Hewlett continues the tradition of being inclusive for artists by bringing in the non-sculpting sort — he opens up Taylor Grocery as a music venue for young artists just starting out.
“These young people have to have a place to start,” he said. “We try to give them a place to get their feet wet, so to speak. I’ve seen a lot of them turn into really good ones.”
People are flocking to the country living scene in Taylor, even though it’s slowly.
Taylor Green is right outside town on the way from Oxford — a quiet, growing subdivision with children riding bikes in the street with moderately sized homes and small lots.
Inside town is Plein Air, which is currently adding on a chapel to further its destination as a scenic wedding venue.
“Campbell’s place is growing at a good rate for the community, it’s a good thing,” Hewlett said.
“There’s always a little growth going on around here. I like growth, just at a slower pace. I’m in business — you’ve got to be thinking ahead. The kind of growth we have, I like. The people in Plein Air are all nice folks. I’ve not met a one of them that didn’t come here just to be here and enjoy it.”

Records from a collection

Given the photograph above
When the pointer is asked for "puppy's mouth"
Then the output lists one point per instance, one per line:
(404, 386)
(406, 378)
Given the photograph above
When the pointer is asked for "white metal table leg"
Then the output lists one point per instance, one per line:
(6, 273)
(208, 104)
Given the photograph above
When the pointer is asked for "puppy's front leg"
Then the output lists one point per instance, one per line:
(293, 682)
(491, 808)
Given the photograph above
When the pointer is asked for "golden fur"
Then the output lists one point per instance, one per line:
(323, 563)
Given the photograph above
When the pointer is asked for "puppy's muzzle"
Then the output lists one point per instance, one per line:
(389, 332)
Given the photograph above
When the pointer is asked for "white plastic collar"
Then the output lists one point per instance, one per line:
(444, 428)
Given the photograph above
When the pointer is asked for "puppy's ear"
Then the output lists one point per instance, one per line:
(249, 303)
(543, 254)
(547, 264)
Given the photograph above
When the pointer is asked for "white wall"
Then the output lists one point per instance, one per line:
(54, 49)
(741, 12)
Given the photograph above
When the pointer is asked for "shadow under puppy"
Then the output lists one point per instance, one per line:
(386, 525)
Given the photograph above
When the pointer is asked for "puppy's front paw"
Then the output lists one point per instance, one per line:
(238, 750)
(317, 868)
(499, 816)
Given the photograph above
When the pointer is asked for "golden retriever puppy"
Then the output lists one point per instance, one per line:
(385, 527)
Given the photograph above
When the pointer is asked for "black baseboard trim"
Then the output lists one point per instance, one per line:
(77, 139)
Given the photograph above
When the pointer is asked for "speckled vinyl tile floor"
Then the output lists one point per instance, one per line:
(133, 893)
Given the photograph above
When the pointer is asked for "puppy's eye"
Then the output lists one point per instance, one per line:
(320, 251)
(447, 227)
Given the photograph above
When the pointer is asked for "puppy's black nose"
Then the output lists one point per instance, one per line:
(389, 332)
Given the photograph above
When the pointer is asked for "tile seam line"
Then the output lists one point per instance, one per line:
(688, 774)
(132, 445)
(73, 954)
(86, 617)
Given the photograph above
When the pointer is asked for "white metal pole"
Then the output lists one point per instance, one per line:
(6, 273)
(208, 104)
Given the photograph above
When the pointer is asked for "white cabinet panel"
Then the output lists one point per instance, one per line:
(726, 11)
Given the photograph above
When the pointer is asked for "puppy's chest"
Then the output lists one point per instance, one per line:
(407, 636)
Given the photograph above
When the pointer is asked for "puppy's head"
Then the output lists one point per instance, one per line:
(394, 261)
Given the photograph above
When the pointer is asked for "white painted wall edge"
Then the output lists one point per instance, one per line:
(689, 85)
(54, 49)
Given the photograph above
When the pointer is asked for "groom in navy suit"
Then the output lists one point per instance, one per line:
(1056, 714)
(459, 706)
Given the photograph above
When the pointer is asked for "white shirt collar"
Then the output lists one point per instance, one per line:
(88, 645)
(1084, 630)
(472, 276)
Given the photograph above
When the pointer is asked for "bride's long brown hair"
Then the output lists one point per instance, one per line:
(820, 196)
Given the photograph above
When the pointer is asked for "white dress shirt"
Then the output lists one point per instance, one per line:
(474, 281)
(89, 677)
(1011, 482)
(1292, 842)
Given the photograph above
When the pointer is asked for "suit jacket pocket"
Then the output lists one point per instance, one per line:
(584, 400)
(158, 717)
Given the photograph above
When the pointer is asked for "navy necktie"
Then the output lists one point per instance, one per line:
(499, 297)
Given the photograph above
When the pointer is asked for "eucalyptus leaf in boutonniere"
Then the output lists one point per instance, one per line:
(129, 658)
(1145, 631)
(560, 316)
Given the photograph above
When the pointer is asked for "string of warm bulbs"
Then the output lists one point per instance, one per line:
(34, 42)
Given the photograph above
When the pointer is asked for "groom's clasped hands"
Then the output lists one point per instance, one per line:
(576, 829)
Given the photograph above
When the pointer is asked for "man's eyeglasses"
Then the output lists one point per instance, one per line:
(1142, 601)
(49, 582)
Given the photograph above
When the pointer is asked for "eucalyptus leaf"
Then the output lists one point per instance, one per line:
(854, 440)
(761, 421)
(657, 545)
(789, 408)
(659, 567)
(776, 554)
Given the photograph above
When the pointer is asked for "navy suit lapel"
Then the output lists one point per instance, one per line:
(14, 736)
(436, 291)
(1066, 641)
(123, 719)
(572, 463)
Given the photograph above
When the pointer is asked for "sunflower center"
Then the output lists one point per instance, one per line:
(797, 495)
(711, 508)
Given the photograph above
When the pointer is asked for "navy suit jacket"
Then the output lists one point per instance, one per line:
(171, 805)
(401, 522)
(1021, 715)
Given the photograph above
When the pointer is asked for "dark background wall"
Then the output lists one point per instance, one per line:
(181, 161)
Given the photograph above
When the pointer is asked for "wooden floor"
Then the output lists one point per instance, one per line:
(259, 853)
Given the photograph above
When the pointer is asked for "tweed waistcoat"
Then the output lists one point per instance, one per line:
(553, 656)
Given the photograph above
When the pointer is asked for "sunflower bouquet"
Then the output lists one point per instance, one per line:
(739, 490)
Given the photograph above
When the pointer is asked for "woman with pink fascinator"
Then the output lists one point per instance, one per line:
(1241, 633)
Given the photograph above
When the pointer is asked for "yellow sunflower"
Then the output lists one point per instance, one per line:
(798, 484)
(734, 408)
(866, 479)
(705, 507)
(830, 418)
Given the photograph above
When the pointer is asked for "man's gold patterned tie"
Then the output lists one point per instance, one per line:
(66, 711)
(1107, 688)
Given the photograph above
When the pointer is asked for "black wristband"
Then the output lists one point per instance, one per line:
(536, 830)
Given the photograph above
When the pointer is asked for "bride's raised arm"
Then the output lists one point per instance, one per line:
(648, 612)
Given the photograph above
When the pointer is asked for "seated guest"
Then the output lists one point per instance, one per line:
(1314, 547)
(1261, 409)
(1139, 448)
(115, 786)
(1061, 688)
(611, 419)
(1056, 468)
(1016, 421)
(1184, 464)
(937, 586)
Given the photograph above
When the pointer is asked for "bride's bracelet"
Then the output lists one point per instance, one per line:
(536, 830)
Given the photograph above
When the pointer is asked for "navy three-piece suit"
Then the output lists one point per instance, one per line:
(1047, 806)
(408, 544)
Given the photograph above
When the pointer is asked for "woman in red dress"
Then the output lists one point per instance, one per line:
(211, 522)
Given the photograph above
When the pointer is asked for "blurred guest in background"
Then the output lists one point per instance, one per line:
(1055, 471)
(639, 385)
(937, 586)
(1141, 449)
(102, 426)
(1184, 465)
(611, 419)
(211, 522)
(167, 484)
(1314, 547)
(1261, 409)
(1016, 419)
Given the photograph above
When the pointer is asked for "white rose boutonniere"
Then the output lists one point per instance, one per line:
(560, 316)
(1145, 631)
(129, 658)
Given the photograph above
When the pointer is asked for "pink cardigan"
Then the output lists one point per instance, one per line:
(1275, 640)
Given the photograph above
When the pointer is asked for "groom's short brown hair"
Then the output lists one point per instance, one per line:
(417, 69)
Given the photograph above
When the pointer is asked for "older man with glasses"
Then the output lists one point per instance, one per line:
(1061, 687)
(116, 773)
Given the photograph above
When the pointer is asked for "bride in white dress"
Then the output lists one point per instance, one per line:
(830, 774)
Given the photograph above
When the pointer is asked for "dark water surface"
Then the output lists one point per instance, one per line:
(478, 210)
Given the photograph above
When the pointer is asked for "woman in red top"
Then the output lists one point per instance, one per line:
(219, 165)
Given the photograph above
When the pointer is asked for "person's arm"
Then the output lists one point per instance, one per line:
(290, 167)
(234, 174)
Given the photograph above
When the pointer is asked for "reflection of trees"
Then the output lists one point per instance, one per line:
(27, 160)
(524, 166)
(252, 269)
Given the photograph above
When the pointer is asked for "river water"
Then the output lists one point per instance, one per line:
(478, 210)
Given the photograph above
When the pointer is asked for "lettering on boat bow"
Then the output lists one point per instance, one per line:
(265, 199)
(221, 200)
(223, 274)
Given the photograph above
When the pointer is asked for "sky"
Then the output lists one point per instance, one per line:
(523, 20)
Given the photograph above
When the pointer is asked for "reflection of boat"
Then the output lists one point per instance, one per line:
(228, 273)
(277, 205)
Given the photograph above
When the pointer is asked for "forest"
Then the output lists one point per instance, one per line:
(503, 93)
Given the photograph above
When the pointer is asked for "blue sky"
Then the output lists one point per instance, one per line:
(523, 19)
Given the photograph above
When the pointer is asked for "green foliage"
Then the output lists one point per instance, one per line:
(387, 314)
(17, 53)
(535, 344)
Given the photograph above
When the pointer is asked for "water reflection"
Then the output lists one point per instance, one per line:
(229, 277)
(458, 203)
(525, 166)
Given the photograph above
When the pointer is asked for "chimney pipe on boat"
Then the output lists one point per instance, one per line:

_Action item A_
According to the passage about Taylor, what is Plein Air currently adding?
_Action item B_
Continue the passage about Taylor from where it ends.

_Response area A_
A chapel, to further its standing as a scenic wedding venue.

_Response area B_
McCool said the growth that is trickling into Taylor is sticking around due to the population surge in Oxford.
“The price point of housing in Oxford has forced people to look outside Oxford a bit,” he said. “You have Taylor, which is getting closer to Oxford by the month. It’s now four miles away and a straight shot down the road from the hospital. It shines a further light in this direction. Taylor is extremely well-positioned to continue growing.”
If you go back 100 years ago, Taylor was a busting town where the railroad went through and people were drawn to town. Then in the 1960s when that boom quieted, Taylor turned into a quiet, farming community.
Hewlett said the town had four stores in the 1960s and was thriving, but things changed when the school was shut down in 1965.
“It’s clamored back, it’s holding on and things are picking up,” Hewlett said.
Now, its not the railroad drawing people in — it’s the quiet, country charm.
“It’s really been in the past 15 years Taylor has started really growing and blossoming again,” McCool said. “Now you have development of Plein Air and we’re creating a neighborhood of traditional homes, sidewalks, front porches and all that at a price point much more reasonable than a lot of places in Oxford proper. All those thing have kind of worked in Taylor’s favor.”
Planning commission member Edye Conkerton said at a village level they are planning for the growth and are pleased with the direction it is taking.
“We’re catching up on our regulations with the county so that all our codes and things are the same, but other than that there’s a little bit of building going on,” she said. “There’s several people that are moving back that I know of on family land and building essentially their forever houses.”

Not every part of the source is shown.